### MATERIAL TO PROCESS
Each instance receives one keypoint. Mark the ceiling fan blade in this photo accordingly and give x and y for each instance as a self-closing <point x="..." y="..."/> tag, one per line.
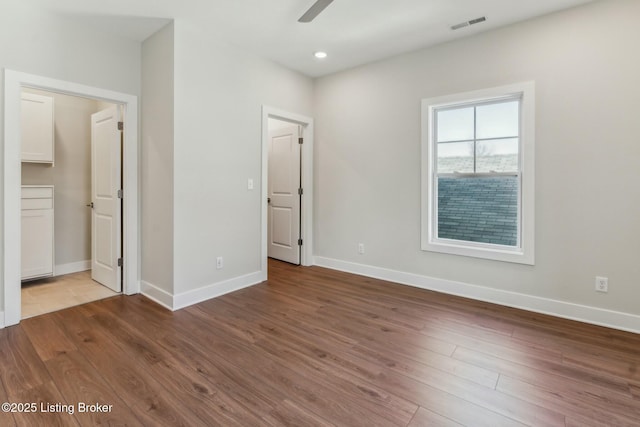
<point x="314" y="10"/>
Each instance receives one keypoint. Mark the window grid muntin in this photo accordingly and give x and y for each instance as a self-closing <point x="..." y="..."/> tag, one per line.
<point x="434" y="226"/>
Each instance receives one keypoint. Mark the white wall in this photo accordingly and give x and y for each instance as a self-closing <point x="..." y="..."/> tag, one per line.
<point x="37" y="42"/>
<point x="71" y="177"/>
<point x="587" y="196"/>
<point x="219" y="93"/>
<point x="157" y="160"/>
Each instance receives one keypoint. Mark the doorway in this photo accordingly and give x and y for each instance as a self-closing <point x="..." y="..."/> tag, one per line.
<point x="294" y="237"/>
<point x="61" y="243"/>
<point x="14" y="82"/>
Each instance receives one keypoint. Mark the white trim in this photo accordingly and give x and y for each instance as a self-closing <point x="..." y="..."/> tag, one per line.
<point x="307" y="183"/>
<point x="156" y="294"/>
<point x="525" y="253"/>
<point x="582" y="313"/>
<point x="205" y="293"/>
<point x="72" y="267"/>
<point x="13" y="82"/>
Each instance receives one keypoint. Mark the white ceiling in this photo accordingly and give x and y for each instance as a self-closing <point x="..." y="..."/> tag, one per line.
<point x="352" y="32"/>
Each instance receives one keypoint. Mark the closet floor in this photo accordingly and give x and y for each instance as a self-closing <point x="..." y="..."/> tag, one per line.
<point x="56" y="293"/>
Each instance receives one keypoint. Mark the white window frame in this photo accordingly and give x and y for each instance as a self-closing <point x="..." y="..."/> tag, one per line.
<point x="523" y="252"/>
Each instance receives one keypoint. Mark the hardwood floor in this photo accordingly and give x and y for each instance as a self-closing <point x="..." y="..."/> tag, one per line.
<point x="56" y="293"/>
<point x="315" y="347"/>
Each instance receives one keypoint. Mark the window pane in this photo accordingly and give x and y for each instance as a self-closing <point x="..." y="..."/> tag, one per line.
<point x="499" y="155"/>
<point x="455" y="157"/>
<point x="479" y="209"/>
<point x="498" y="120"/>
<point x="455" y="124"/>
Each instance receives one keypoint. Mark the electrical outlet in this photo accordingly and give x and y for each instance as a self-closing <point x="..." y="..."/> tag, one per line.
<point x="602" y="284"/>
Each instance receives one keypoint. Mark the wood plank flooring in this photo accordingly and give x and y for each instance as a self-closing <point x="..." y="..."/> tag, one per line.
<point x="315" y="347"/>
<point x="56" y="293"/>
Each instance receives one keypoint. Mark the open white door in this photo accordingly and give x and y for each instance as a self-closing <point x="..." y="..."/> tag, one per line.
<point x="283" y="218"/>
<point x="105" y="184"/>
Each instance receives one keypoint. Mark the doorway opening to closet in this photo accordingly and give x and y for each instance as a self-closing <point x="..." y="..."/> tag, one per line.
<point x="127" y="209"/>
<point x="287" y="187"/>
<point x="71" y="175"/>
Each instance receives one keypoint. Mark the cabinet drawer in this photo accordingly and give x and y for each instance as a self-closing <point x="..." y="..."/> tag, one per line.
<point x="29" y="204"/>
<point x="37" y="192"/>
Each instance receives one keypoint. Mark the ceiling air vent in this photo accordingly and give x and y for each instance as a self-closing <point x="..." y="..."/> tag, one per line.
<point x="467" y="23"/>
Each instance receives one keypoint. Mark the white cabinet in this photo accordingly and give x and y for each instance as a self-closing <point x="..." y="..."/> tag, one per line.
<point x="37" y="231"/>
<point x="37" y="128"/>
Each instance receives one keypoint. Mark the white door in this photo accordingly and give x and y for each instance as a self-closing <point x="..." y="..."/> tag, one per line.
<point x="105" y="183"/>
<point x="284" y="200"/>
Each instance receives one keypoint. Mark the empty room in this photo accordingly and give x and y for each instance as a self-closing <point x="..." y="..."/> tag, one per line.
<point x="331" y="213"/>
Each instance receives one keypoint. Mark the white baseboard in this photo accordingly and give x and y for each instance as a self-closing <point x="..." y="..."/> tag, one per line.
<point x="72" y="267"/>
<point x="156" y="294"/>
<point x="582" y="313"/>
<point x="186" y="299"/>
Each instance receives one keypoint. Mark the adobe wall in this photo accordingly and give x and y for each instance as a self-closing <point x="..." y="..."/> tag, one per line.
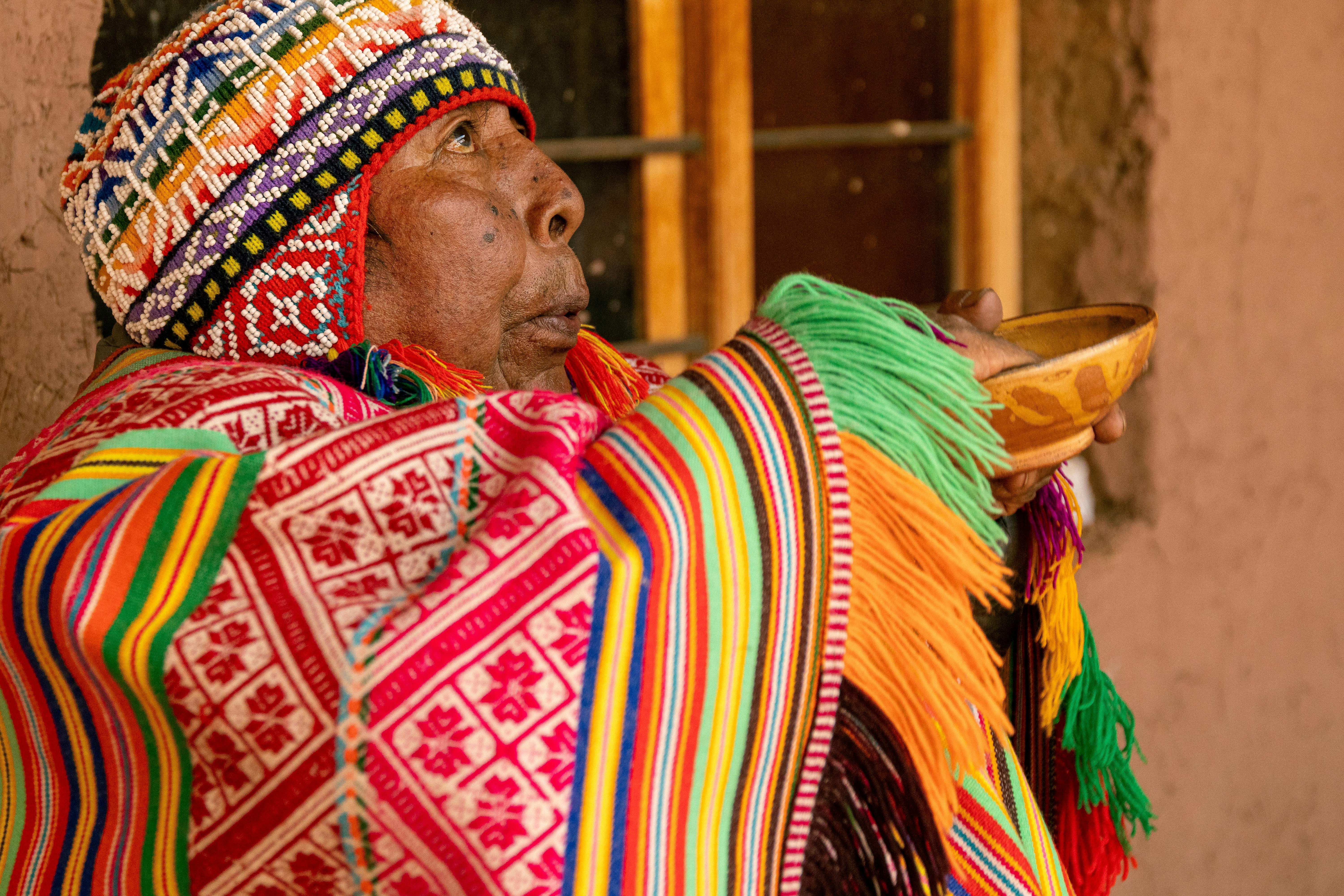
<point x="46" y="316"/>
<point x="1183" y="152"/>
<point x="1218" y="604"/>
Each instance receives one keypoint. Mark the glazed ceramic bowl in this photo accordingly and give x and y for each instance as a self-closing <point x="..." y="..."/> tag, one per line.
<point x="1092" y="355"/>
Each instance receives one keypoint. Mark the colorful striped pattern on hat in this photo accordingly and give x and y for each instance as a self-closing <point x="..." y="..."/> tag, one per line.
<point x="218" y="189"/>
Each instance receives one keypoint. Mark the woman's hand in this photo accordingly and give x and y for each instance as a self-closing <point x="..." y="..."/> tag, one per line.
<point x="971" y="318"/>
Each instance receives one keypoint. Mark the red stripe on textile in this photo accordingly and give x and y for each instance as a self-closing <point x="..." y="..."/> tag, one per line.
<point x="260" y="823"/>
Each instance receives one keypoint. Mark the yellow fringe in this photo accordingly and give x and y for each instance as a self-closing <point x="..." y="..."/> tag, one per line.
<point x="603" y="377"/>
<point x="915" y="647"/>
<point x="1061" y="628"/>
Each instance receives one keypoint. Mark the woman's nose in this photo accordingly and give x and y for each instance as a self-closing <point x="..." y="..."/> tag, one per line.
<point x="554" y="207"/>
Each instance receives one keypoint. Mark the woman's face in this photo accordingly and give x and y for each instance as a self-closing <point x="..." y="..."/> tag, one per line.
<point x="467" y="250"/>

### EXERCISE REQUIREMENTS
Leave out the pictures and print every line of the data exactly.

### THE OUTPUT
Each instance receives one keypoint. Mark the ceiling fan blade in this photo accordingly and give x and y for each instance as a self-closing <point x="..." y="..."/> tag, one per line.
<point x="314" y="10"/>
Each instance receives one keypoint. Mark the window grid muntin in this photo accordingly and give x and y for each instance as a self-closing <point x="..." y="..."/> tag, one per line.
<point x="434" y="226"/>
Each instance receives one keypoint. Mark the white wall in this photo accordingly and give x and y for each instance as a self-closing <point x="..." y="..."/> tag, one per line.
<point x="37" y="42"/>
<point x="71" y="177"/>
<point x="587" y="196"/>
<point x="219" y="93"/>
<point x="157" y="160"/>
Each instance receives one keypoint. Mark the doorway in this photo accordingly and give x and y for each instance as a self-closing <point x="..." y="..."/> tag, one per line.
<point x="294" y="237"/>
<point x="61" y="243"/>
<point x="14" y="82"/>
Each instance receives one keypoint. Mark the white trim in this photo accordingly and give x and y for each instance as a self-closing <point x="..." y="..."/> tag, one per line.
<point x="307" y="183"/>
<point x="156" y="294"/>
<point x="525" y="253"/>
<point x="582" y="313"/>
<point x="205" y="293"/>
<point x="72" y="267"/>
<point x="13" y="82"/>
Each instance receives one keypoint. Mark the white ceiling in this photo accordingly and give x and y for each instance as a self-closing <point x="..." y="..."/> tag, one per line.
<point x="352" y="32"/>
Each instance receives one keypoint. Mark the closet floor in this photo accordingly and give x and y for each instance as a self-closing <point x="..." y="..."/> tag, one per line.
<point x="56" y="293"/>
Each instance receives one keypoint. Mark the white window frame in this photo accordingly and give x and y for each instance as a self-closing <point x="..." y="..."/> tag, one per line.
<point x="523" y="252"/>
Each instance receives one keypoint. Mark the hardwood floor in this photo accordingly and give x and y for each instance as a self-closing <point x="..." y="..."/> tag, one per line.
<point x="56" y="293"/>
<point x="315" y="347"/>
Each instance receives one keypoint. Mark the window pane in this photo accordingly and give x and y for each instance as a self-closing <point x="..." y="..."/> tag, one per line.
<point x="499" y="155"/>
<point x="455" y="157"/>
<point x="479" y="209"/>
<point x="498" y="120"/>
<point x="455" y="124"/>
Each instance receives one keypoint. Mark the electrical outlet in this photo accordingly and give x and y for each instance as a self-closing <point x="..." y="..."/> tag, one per line.
<point x="602" y="284"/>
Each instance receives one keypoint. Mark the wood plank flooring in this photo accordingly and give x and y for each instance as a self-closing <point x="..." y="..."/> tag, one per line.
<point x="315" y="347"/>
<point x="56" y="293"/>
Each instance receives one keypoint. Mark the open white door in this photo accordingly and give x and y for each instance as a self-closing <point x="..." y="..."/> tag, one per line.
<point x="283" y="218"/>
<point x="105" y="184"/>
Each instance receives one keypoint. Mark the doorway opening to closet in this photo accordingly and give x and y for each instance as a self-closing <point x="..." y="..."/> tag, one per line.
<point x="127" y="209"/>
<point x="287" y="187"/>
<point x="71" y="175"/>
Each instance receives one keypoint. Mark the cabinet drawer in this photo accordingly and give x and y for each instance as a self-closing <point x="..." y="..."/> tag, one per line.
<point x="29" y="204"/>
<point x="37" y="192"/>
Each instance receives one keypoint. Mark the ceiling air vent in this photo accordingly and give x and y for each instance as a self-closing <point x="..." y="..."/> tag, one per line.
<point x="467" y="23"/>
Each instance receives one keypoint. Mark the white cabinet in this photo accordingly and give x and y for each instance as a self-closing <point x="..." y="..."/> tag, one per line.
<point x="37" y="231"/>
<point x="37" y="128"/>
Each instance receives one keypoint. Mark the white door in this photo accordingly and give x and y for each instance as a self-closing <point x="..." y="..."/> tag, one per line.
<point x="105" y="183"/>
<point x="284" y="200"/>
Each instance receives one keypoint. Mark the empty room in this photo accordingly and give x and y for each instance as a self-closing <point x="..." y="..."/> tag, one per line.
<point x="331" y="213"/>
Each instance receives one keypoint. Mark the white baseboard in this photo accordingly and give x and y for each instance as a self-closing <point x="..." y="..."/> tag, one per line.
<point x="72" y="267"/>
<point x="156" y="294"/>
<point x="582" y="313"/>
<point x="186" y="299"/>
Each instance receives one keypoint. Mark the adobe wall in this photo accordingly and give x and y for each instance as a self-closing <point x="..." y="..."/> tag, one per line.
<point x="46" y="316"/>
<point x="1183" y="152"/>
<point x="1218" y="604"/>
Each instance receives one keypoint. Mark the glazed ceramic bowl in this photo accordingly and give x and y for each instance as a self-closing <point x="..." y="..."/> tag, one per line.
<point x="1092" y="355"/>
Each instance receives one keypoint. Mark the colorful striped pattern on hat in this photo accordingly and give x and y for each instance as a self-closing <point x="..." y="..."/> tag, one per line.
<point x="218" y="189"/>
Each instance receives one keypoint. Mark the woman's hand in this photo accordingly and give x and y for each instance as a self-closing <point x="..." y="..."/> tag, one per line.
<point x="971" y="318"/>
Each instance receives one keypoint. Mark the red stripe on textile in this photo accordingly and give x and y for each instance as a self-closing <point x="..." y="..."/> tag, one per line.
<point x="260" y="823"/>
Each instance receives one keypoint. Mark the yellow fringe in this photo accordingly and give x and y for each instance as a self-closing <point x="..." y="..."/> tag, one per line.
<point x="603" y="377"/>
<point x="915" y="647"/>
<point x="1061" y="628"/>
Each instance receives one keypoint. Mark the woman's nose in this photo accordingly and give x and y for each instance as a self-closing <point x="..." y="..."/> tag, one per line.
<point x="554" y="207"/>
Each instance receives one keypoint. Mark the woman's face in this photo accordingly and give x and y for each instance as a self-closing <point x="..." y="..."/> tag, one per line.
<point x="467" y="250"/>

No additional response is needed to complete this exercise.